(SET OF TASKS)
(a) Answer these questions from the patch:
(i) On what date was it sent?
(ii) How many insertions and deletions does the summary report?
(iii) What email address appears in the From line?
(b) List every file path that the patch's summary shows as changed.
(c) Copy the stretch of the patch from "From 1f79cb3c4d5ab95865577029dd32ee00b474e32c Mon" through "insertions(+), 9 deletions(-)".

(EXTRACT TO READ)
++++

From 1f79cb3c4d5ab95865577029dd32ee00b474e32c Mon Sep 17 00:00:00 2001
From: bigbrother666sh <zeming.zhao@gmail.com>
Date: Sun, 5 Jan 2025 21:54:06 +0800
Subject: [PATCH] v0.3.6fix

---
 .gitignore              |  3 ++-
 core/agents/get_info.py | 12 +++++++-----
 core/general_process.py |  9 ++++++---
 3 files changed, 15 insertions(+), 9 deletions(-)

diff --git a/.gitignore b/.gitignore
index dd42108..42b3d06 100644
--- a/.gitignore
+++ b/.gitignore
@@ -9,4 +9,5 @@ __pycache__
 pb/pb_data/
 pb/pocketbase
 core/docker_dir/
-core/work_dir/
\ No newline at end of file
+core/work_dir/
+test/webpage_samples/
\ No newline at end of file
diff --git a/core/agents/get_info.py b/core/agents/get_info.py
index f48f90b..0c5dbf3 100644
--- a/core/agents/get_info.py
+++ b/core/agents/get_info.py
@@ -87,7 +87,7 @@ class GeneralInfoExtractor:
 {focus_statement}\n
 在提炼摘要时，请遵循以下原则：
 - 理解每个关注点的含义以及进一步的解释（如有），确保摘要与关注点强相关并符合解释（如有）的范围
-- 摘要应当详实、充分
+- 摘要应当详实、充分，使用简体中文（如果原文是英文，请翻译成简体中文）
 - 摘要信息务必忠于原文'''
 
             self.get_info_suffix = '''请对关注点逐一生成摘要，不要遗漏任何关注点，如果网页文本与关注点无关，可以对应输出"NA"。输出结果整体用三引号包裹，三引号内不要有其他内容。如下是输出格式示例：
@@ -176,7 +176,8 @@ When performing the association analysis, please follow these principles:
                     model=self.model, temperature=0.1)

++++

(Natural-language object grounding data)
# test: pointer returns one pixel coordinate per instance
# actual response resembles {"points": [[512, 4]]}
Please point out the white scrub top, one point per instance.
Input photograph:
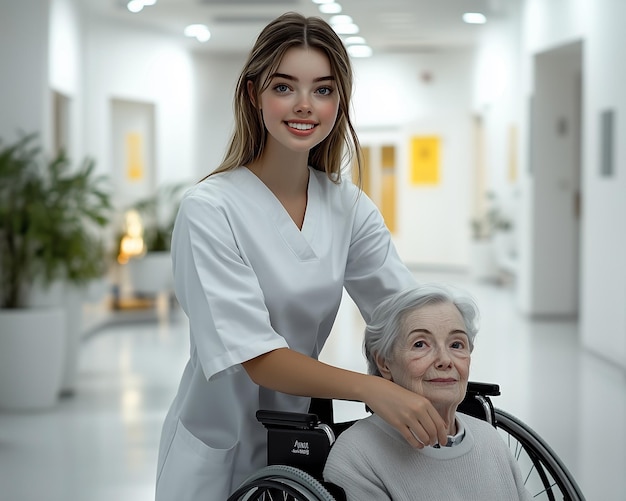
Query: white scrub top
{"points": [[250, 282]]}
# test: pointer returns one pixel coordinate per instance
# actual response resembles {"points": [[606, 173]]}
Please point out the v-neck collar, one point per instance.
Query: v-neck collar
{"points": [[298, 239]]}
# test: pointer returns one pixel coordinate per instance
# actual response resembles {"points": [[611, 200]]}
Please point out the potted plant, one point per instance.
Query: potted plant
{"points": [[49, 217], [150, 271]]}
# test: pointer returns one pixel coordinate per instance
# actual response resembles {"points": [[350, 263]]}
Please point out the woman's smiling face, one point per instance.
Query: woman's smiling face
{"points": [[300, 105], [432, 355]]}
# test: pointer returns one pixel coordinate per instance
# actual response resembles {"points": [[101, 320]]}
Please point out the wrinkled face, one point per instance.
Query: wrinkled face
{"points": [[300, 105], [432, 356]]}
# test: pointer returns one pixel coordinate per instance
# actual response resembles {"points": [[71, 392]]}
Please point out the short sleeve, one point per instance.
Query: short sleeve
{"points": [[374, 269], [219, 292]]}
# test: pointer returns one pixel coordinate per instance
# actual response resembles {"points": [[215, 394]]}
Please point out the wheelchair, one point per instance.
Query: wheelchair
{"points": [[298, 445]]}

++++

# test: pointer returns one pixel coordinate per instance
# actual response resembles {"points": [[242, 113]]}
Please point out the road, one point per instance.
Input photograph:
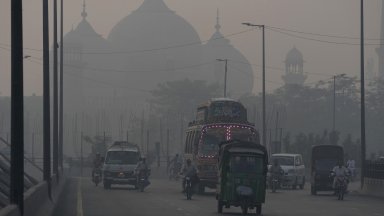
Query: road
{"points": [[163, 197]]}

++++

(SOLUTION SET)
(a)
(i) Sun, 5 Jan 2025
(ii) 15 insertions and 9 deletions
(iii) zeming.zhao@gmail.com

(b)
.gitignore
core/agents/get_info.py
core/general_process.py

(c)
From 1f79cb3c4d5ab95865577029dd32ee00b474e32c Mon Sep 17 00:00:00 2001
From: bigbrother666sh <zeming.zhao@gmail.com>
Date: Sun, 5 Jan 2025 21:54:06 +0800
Subject: [PATCH] v0.3.6fix

---
 .gitignore              |  3 ++-
 core/agents/get_info.py | 12 +++++++-----
 core/general_process.py |  9 ++++++---
 3 files changed, 15 insertions(+), 9 deletions(-)